- Task instructions: For this exercise, output every line of the data as it stands.

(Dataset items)

::::::::

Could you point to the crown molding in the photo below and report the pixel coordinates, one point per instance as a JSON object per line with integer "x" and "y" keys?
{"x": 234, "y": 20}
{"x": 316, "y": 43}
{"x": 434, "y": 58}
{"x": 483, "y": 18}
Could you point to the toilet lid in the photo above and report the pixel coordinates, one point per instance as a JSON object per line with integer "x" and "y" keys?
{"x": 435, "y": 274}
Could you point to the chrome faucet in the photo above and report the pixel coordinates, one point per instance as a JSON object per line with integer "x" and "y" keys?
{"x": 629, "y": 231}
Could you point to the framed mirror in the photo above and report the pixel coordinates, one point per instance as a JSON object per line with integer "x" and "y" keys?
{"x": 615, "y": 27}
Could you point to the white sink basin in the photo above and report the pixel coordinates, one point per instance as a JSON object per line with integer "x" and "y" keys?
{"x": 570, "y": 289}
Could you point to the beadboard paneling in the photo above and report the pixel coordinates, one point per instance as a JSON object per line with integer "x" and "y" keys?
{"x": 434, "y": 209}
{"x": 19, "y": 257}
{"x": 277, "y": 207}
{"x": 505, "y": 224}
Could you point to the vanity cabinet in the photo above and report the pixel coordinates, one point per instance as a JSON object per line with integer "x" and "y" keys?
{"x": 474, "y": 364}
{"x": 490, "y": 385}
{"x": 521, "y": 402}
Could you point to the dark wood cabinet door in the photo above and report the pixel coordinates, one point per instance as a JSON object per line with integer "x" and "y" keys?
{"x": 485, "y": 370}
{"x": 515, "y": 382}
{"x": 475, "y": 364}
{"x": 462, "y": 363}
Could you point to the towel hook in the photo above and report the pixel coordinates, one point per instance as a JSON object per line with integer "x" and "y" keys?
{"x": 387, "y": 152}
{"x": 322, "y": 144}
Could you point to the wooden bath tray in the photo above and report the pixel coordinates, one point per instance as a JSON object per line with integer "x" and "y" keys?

::::::::

- Problem solution:
Could you point to the crown molding in the photo below and report the pixel coordinates, one point per instance as a JSON object per line with integer "x" and "y" keys?
{"x": 234, "y": 20}
{"x": 316, "y": 43}
{"x": 434, "y": 58}
{"x": 483, "y": 18}
Could you point to the toilet lid in the photo above and report the pixel coordinates, one point per instance as a JSON object per line with integer "x" and "y" keys?
{"x": 435, "y": 274}
Could you point to the chrome faucet in the photo above and report the pixel coordinates, one point per instance as a JSON object per line with integer "x" and "y" keys?
{"x": 629, "y": 231}
Could you point to the framed mirror in the photo above and report the pixel coordinates, one point per instance as a JSON object per line with integer "x" and "y" keys?
{"x": 615, "y": 27}
Could you point to the white sink basin in the photo above and report the pixel coordinates, one point per instance as a JSON object per line with integer "x" and "y" keys?
{"x": 570, "y": 289}
Could you point to the beadboard paneling in the photo above and report the pixel coordinates, one point per instance as a JSON object per line with integer "x" and "y" keys?
{"x": 434, "y": 209}
{"x": 19, "y": 257}
{"x": 277, "y": 207}
{"x": 505, "y": 224}
Could you point to the vanity cabinet in the photo above and report the pixel coordinates, one point per instance as a JSON object per line with integer "x" and "y" keys?
{"x": 474, "y": 364}
{"x": 490, "y": 385}
{"x": 521, "y": 402}
Could you point to the dark wood cabinet door in the photo above and report the pixel coordinates, one point per instance as a JSON object per line with integer "x" and "y" keys?
{"x": 485, "y": 370}
{"x": 515, "y": 382}
{"x": 475, "y": 364}
{"x": 462, "y": 363}
Could you point to the towel hook in the photo above and report the pixel coordinates, one point per instance as a JSON object per line with integer "x" and "y" keys?
{"x": 387, "y": 152}
{"x": 322, "y": 144}
Could you point to the wooden bath tray in the photo above and report the pixel coordinates, one point per instance as a JSON object per line with integer "x" and "y" keys?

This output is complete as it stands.